* _Material for the task_

####

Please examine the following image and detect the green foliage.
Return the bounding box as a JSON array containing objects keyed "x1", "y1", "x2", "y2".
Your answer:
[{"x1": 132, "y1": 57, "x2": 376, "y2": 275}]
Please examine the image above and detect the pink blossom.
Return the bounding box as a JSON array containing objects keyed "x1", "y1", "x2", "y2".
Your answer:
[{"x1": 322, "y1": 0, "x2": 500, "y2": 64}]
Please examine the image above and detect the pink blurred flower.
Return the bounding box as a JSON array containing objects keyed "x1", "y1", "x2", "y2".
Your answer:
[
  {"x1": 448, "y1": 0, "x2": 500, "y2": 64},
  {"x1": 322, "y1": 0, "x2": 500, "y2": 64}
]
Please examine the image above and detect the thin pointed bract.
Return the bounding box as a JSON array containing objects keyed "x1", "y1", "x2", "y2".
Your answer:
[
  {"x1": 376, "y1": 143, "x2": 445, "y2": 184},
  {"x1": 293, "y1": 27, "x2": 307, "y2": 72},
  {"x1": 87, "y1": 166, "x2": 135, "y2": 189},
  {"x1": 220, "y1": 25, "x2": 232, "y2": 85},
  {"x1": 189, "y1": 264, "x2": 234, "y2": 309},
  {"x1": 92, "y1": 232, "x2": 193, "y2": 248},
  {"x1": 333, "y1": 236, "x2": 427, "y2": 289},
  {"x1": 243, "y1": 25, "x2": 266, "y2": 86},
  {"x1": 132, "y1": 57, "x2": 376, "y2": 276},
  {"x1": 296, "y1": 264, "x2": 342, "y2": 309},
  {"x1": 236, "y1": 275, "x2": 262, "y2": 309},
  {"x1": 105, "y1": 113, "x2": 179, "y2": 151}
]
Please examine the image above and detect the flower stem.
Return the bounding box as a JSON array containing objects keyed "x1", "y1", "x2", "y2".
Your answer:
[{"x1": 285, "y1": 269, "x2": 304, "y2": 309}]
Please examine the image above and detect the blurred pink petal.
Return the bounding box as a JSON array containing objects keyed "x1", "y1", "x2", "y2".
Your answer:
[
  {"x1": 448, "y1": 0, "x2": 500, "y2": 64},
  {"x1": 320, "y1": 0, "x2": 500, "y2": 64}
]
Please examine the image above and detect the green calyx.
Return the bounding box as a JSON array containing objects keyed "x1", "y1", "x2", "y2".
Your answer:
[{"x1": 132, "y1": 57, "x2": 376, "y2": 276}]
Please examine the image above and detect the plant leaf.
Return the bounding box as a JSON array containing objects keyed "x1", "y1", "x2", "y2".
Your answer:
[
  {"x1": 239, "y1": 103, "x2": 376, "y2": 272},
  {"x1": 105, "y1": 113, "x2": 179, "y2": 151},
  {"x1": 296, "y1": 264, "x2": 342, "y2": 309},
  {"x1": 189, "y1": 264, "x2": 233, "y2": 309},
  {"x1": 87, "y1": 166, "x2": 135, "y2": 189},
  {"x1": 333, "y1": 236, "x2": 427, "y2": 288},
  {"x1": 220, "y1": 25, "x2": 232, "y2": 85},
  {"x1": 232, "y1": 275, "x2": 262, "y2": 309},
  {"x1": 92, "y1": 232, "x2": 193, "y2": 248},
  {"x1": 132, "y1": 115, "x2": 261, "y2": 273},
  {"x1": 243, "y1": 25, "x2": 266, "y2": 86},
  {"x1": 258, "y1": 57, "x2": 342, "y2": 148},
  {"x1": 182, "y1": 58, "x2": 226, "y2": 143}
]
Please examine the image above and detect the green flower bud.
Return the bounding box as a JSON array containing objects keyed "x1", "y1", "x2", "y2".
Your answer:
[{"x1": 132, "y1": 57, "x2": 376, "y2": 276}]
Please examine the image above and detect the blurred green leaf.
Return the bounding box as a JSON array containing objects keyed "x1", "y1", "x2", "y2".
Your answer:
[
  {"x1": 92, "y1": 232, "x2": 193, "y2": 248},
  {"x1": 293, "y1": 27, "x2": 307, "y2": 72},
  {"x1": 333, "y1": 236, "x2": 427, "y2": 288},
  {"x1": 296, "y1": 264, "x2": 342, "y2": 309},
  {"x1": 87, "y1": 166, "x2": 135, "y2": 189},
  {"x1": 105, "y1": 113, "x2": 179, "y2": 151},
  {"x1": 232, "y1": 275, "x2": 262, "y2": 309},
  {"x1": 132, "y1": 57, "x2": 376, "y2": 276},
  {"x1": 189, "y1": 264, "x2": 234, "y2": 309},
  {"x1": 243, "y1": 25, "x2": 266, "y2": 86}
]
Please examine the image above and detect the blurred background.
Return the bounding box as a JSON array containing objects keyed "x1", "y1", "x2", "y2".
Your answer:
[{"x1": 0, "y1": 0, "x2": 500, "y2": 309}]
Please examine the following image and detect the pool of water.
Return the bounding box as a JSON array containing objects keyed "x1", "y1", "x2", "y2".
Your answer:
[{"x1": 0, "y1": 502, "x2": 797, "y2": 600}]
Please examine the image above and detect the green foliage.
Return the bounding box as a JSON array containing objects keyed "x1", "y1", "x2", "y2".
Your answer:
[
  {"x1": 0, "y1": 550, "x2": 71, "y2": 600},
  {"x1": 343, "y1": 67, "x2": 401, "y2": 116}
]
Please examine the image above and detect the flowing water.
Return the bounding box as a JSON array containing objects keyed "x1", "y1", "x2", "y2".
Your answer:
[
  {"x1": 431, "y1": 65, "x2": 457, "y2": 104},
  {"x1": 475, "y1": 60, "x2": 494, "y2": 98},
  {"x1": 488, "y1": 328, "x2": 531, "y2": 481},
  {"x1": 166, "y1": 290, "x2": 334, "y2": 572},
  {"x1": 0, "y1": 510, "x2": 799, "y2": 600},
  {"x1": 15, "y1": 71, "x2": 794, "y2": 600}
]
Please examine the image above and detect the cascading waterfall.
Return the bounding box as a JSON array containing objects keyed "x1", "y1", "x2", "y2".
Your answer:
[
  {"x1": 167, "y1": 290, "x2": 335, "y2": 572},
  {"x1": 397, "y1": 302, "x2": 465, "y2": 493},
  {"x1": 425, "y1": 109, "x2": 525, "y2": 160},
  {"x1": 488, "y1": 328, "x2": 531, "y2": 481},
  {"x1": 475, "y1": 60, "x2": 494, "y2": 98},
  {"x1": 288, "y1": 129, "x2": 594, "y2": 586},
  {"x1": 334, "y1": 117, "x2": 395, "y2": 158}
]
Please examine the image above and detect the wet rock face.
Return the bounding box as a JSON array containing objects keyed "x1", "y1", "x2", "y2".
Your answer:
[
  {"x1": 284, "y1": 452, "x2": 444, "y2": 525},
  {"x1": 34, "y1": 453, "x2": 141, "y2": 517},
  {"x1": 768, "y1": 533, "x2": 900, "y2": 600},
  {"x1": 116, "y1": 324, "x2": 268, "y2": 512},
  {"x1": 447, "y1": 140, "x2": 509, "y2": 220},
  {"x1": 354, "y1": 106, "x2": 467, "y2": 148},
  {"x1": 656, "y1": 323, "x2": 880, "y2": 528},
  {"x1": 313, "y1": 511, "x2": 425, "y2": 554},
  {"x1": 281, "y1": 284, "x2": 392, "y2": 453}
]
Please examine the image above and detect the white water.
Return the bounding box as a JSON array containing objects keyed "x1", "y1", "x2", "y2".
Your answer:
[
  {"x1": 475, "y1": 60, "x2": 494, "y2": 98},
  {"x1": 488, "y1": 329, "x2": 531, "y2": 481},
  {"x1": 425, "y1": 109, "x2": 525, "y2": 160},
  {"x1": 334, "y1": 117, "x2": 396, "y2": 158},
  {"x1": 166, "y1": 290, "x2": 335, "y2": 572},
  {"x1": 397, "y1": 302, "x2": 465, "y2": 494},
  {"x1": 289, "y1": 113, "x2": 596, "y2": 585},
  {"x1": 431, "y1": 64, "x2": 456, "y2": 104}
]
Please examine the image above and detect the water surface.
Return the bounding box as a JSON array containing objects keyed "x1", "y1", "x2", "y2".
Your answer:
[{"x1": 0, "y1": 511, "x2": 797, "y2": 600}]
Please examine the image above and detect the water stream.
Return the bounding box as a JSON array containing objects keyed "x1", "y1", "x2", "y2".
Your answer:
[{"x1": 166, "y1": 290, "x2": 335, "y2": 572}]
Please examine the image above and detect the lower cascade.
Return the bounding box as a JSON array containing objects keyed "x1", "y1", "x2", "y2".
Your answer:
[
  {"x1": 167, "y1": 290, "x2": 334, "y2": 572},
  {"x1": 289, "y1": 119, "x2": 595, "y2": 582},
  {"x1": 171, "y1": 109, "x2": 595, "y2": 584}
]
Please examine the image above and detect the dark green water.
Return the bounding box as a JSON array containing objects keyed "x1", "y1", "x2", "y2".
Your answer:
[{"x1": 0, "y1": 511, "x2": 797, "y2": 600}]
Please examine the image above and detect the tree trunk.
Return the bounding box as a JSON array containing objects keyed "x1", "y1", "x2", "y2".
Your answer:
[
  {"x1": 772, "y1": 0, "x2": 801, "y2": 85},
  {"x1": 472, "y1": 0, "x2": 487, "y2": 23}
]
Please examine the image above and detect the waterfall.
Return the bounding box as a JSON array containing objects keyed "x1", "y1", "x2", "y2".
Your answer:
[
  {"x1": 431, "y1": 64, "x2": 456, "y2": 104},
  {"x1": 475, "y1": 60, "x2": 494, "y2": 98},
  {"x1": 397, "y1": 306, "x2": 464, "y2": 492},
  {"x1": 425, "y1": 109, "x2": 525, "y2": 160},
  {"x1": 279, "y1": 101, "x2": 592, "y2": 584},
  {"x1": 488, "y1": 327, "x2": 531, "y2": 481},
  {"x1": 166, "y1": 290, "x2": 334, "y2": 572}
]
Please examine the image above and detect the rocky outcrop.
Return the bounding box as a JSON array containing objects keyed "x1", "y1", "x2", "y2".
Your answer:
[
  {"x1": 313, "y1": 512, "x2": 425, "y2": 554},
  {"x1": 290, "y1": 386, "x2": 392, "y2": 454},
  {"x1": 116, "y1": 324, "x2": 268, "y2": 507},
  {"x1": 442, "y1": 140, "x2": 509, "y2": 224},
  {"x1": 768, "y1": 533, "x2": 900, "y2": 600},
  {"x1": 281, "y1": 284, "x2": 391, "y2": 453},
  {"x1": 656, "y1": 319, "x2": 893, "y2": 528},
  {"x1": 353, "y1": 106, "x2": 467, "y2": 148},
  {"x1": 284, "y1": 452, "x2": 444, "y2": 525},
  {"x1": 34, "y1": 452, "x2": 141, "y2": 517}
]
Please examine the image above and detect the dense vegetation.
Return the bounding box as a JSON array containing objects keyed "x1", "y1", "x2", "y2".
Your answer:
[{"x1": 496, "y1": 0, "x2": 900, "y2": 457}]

####

Return, copied without change, every line in the records above that contains the word "leaf".

* _Solved exercise_
Please examine the image above and detect the plant leaf.
Please examine the image above and detect the blurred green leaf.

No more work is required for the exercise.